• [TAREA ASIGNADA A] Enumere todas las ciudades y los distritos que se nombran en el fragmento sobre los últimos años del poeta.
• [TAREA ASIGNADA B] Reproduzca literalmente, del fragmento sobre los últimos años del poeta, el tramo que va desde "En abril del" hasta "el Hospital Loayza.".

En abril del 1984 abandonó el Mogrovejo para ir al Hospital Loayza en el centro de Lima, aquejado por problemas renales. “Recuerdo que por esos días salió una foto de él huyendo del hospital, visiblemente molesto, cubriéndose y evitando a los periodistas”, dice Roberto Ochoa. Hablaba poco con los reporteros, salvo por mediación de su amigo Mejía Baca. A través de él, Mario Campos, periodista cultural de La República, logró hacerle otra de las pocas y más íntima entrevista en el Hospital Loayza.
“¿Qué es la soledad para usted, Martín?/ Es mi medio habitual, mi medio habitual/ ¿Logró vencerla?/Vivo en ella desde hace muchos años/ ¿Y no se cansó de ella?/ No, no, no, ya a los 75 años no estoy para pensar en cambios profundos”.
El poeta de cartón
Después del Loayza entró al asilo Canevaro en el distrito del Rímac el 30 de abril del 1984. Ahí pasó sus últimos años de vida junto a un grupo de ancianos que no conoció por preferir el silencio. Muy pocos llegaron a él por decisión suya. Delia Sánchez, entonces practicante de periodismo y estudiante de literatura en Trujillo, tuvo que ocultarle sus intenciones periodísticas para acercársele y recoger su último testimonio que, como se lo prometió, lo publicaría apenas le cayera la muerte:
“Nadie comprende lo que es llevar a cuestas un excéntrico poeta bohemio que pretende exclusivamente paz y soledad y que a la vez tiene dentro de sí a un hombre deseoso de que los demás se percaten de que Rafael de la Fuente es un ser humano tan igual que otro y que gusta de la compañía”.

• [DATOS DEL EJERCICIO]
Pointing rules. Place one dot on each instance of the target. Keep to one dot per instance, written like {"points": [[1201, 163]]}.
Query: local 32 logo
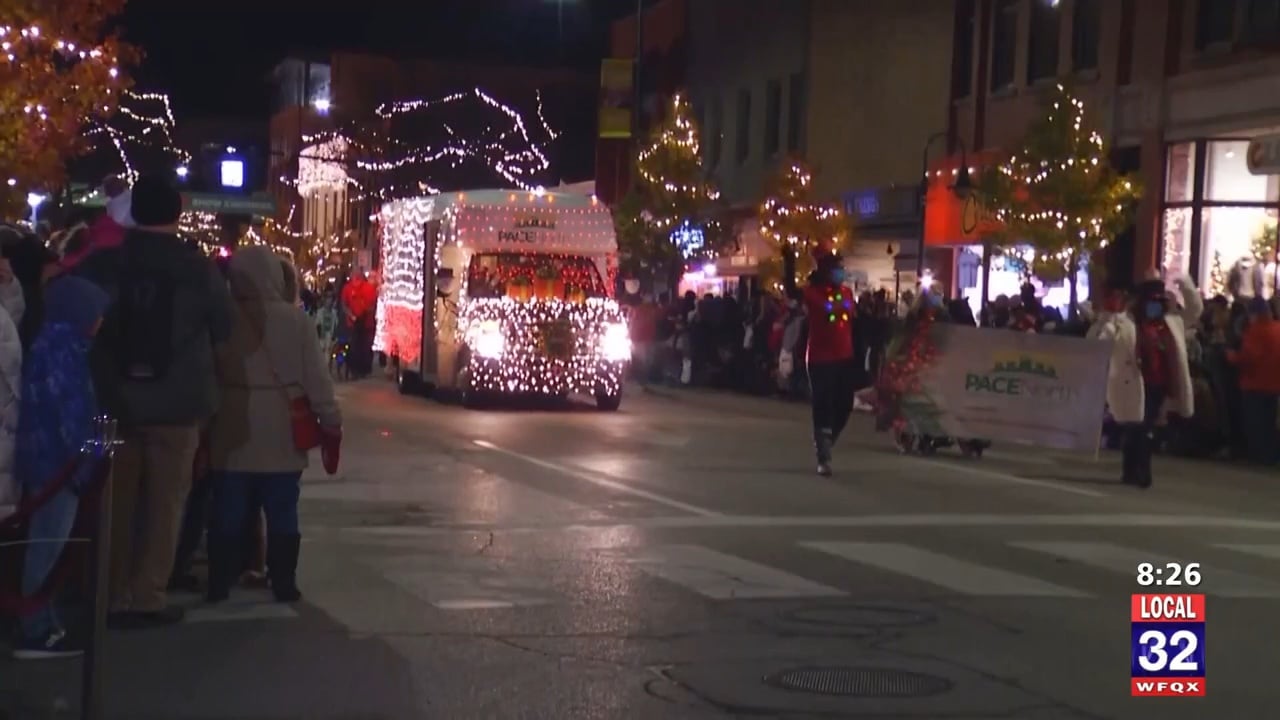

• [RESPUESTA A] Lima, Rímac, Trujillo

• [RESPUESTA B]
En abril del 1984 abandonó el Mogrovejo para ir al Hospital Loayza en el centro de Lima, aquejado por problemas renales. “Recuerdo que por esos días salió una foto de él huyendo del hospital, visiblemente molesto, cubriéndose y evitando a los periodistas”, dice Roberto Ochoa. Hablaba poco con los reporteros, salvo por mediación de su amigo Mejía Baca. A través de él, Mario Campos, periodista cultural de La República, logró hacerle otra de las pocas y más íntima entrevista en el Hospital Loayza.